## [Written tasks]
a - Answer these about the Python code:
(i) What value is assigned to folder_path?
(ii) How many regions are listed in valid_regions?
(iii) Which pandas function joins the loaded tables into combined_df?
b - Translate the printed title "Combined Summary for Top 5 Substances" from the Python code into Spanish.
c - Reproduce the Python code from "for file in" to "combined_df = pd.concat(dfs.values(), ignore_index=True)".

## [Passage shown]
** Start **
In [4]:
import pandas as pd
import numpy as np
import os

folder_path = "."
file_names = [f"d{y}_v3.csv" for y in range(23, 15, -1)]
dfs = {}

for file in file_names:
    df = pd.read_csv(os.path.join(folder_path, file))
    df.columns = df.columns.str.strip().str.lower()
    df["quantity released (kg)"] = pd.to_numeric(df["quantity released (kg)"], errors="coerce").fillna(0)
    df["substance name"] = df["substance name"].astype(str).str.lower()
    df["region"] = df["region"].astype(str).str.strip().str.lower()
    df["year"] = int(file[1:3]) + 2000
    dfs[file.replace("_v3.csv", "")] = df

combined_df = pd.concat(dfs.values(), ignore_index=True)

valid_regions = [
    "north east", "north west", "yorkshire and the humber", "east midlands",
    "west midlands", "east of england", "london", "south east", "south west"
]
combined_df = combined_df[combined_df["region"].isin(valid_regions)]

combined_df["reporting threshold (kg)"] = pd.to_numeric(combined_df["reporting threshold (kg)"], errors='coerce')
combined_df["operator name"] = combined_df["operator name"].astype(str).str.lower()
combined_df["site address"] = combined_df["site address"].astype(str).str.strip()

top5_substances = (
    combined_df.groupby("substance name")["quantity released (kg)"]
    .sum()
    .sort_values(ascending=False)
    .head(5)
    .index.tolist()
)

top_df = combined_df[combined_df["substance name"].isin(top5_substances)].copy()
qty = top_df["quantity released (kg)"].dropna()
threshold = top_df["reporting threshold (kg)"].mean()

print(f"\n===== Combined Summary for Top 5 Substances =====")
print(f"Top 5 Substances: {top5_substances}")
print(f"Mean: {qty.mean():.4f}")
print(f"Std Dev: {qty.std():.4f}")
print(f"Min: {qty.min():.4f}")
print(f"Max: {qty.max():.4f}")
print(f"5th Percentile: {np.percentile(qty, 5):.4f}")
print(f"10th Percentile: {np.percentile(qty, 10):.4f}")
print(f"25th Percentile: {np.percentile(qty, 25):.4f}")
print(f"Median (50th Percentile): {np.percentile(qty, 50):.4f}")
print(f"75th Percentile: {np.percentile(qty, 75):.4f}")
print(f"90th Percentile: {np.percentile(qty, 90):.4f}")
print(f"95th Percentile: {np.percentile(qty, 95):.4f}")
** End **
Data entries
** Start **
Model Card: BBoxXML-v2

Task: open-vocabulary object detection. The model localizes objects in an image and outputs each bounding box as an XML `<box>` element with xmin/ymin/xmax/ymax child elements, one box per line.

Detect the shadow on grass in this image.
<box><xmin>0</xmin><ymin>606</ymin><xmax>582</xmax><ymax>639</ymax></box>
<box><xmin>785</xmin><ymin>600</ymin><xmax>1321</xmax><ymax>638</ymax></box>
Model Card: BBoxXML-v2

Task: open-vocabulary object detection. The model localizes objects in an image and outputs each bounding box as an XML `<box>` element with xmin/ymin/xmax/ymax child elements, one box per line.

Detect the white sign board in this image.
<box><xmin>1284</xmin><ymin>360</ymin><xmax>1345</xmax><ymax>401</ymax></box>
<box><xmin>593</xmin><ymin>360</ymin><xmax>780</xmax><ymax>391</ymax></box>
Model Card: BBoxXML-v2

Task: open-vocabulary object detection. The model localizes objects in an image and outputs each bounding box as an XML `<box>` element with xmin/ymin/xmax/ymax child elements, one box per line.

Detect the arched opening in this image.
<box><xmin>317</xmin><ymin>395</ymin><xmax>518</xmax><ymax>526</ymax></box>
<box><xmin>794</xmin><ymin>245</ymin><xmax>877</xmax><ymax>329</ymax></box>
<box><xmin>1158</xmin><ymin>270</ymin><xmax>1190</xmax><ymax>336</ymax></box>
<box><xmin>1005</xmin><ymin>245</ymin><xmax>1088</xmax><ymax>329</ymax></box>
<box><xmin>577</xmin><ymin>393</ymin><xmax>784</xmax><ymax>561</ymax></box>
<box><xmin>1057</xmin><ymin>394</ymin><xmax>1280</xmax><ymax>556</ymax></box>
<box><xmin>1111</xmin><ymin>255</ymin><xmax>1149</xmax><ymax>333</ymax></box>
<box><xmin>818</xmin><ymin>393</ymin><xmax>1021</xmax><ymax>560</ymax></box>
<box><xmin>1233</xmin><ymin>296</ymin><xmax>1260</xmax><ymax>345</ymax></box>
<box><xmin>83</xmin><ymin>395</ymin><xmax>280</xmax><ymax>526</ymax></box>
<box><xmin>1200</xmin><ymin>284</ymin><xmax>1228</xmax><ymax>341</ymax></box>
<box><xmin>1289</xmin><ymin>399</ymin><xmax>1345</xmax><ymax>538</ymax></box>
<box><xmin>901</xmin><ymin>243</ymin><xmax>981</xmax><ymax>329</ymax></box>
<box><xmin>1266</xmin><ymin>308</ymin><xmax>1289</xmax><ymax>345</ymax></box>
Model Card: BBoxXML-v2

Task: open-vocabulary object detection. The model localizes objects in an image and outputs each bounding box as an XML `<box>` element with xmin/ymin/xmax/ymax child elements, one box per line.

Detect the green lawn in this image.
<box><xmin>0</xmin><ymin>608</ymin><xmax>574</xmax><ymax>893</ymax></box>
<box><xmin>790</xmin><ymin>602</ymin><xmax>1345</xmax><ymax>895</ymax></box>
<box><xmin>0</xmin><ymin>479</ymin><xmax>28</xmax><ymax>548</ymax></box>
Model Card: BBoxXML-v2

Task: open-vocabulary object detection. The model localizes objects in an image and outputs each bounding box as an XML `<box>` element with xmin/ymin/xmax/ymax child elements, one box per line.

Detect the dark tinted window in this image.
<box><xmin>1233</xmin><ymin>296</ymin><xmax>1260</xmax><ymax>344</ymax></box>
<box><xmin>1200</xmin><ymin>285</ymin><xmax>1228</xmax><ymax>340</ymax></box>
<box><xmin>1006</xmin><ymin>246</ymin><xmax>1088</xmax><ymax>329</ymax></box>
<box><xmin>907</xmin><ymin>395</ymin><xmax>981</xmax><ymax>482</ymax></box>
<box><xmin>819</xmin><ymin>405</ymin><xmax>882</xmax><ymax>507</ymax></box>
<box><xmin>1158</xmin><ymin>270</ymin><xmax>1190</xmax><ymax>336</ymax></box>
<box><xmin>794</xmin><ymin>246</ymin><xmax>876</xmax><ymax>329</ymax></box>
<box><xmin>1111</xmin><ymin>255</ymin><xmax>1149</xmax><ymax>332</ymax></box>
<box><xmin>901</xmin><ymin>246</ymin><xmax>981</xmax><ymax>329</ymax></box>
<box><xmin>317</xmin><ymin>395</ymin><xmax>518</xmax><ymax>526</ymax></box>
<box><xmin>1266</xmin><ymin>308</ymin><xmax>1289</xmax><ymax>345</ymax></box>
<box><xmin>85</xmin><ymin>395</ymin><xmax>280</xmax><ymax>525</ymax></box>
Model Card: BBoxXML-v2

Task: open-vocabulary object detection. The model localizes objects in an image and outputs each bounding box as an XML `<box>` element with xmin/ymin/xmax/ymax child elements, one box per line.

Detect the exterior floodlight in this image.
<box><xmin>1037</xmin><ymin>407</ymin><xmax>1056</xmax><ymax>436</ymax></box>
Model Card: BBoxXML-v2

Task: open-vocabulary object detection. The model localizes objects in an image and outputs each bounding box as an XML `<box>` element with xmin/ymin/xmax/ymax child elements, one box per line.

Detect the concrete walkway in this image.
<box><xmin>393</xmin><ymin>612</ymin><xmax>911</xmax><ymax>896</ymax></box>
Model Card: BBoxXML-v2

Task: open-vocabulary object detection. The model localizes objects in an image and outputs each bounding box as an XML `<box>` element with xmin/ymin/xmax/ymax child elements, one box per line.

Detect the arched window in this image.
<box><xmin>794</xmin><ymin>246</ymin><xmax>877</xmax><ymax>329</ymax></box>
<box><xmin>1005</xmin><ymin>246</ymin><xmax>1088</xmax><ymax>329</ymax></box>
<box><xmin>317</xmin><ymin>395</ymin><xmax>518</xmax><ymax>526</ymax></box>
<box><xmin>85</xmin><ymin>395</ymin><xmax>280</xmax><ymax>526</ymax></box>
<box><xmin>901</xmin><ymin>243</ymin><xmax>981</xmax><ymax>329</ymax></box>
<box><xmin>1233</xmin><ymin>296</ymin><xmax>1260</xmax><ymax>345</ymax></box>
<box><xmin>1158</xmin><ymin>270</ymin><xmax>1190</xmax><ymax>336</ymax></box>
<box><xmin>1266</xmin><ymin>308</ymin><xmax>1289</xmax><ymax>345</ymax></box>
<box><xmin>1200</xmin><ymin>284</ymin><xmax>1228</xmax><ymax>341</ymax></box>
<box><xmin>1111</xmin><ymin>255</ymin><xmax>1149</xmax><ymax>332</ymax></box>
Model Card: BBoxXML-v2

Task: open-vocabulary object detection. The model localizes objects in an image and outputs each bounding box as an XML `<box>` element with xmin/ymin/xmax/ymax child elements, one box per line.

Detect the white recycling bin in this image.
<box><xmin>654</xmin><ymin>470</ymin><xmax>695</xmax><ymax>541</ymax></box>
** End **
## [Completed exercise]
a -
(i) "."
(ii) Nine
(iii) pd.concat

b - Resumen combinado de las 5 sustancias principales

c -
for file in file_names:
    df = pd.read_csv(os.path.join(folder_path, file))
    df.columns = df.columns.str.strip().str.lower()
    df["quantity released (kg)"] = pd.to_numeric(df["quantity released (kg)"], errors="coerce").fillna(0)
    df["substance name"] = df["substance name"].astype(str).str.lower()
    df["region"] = df["region"].astype(str).str.strip().str.lower()
    df["year"] = int(file[1:3]) + 2000
    dfs[file.replace("_v3.csv", "")] = df

combined_df = pd.concat(dfs.values(), ignore_index=True)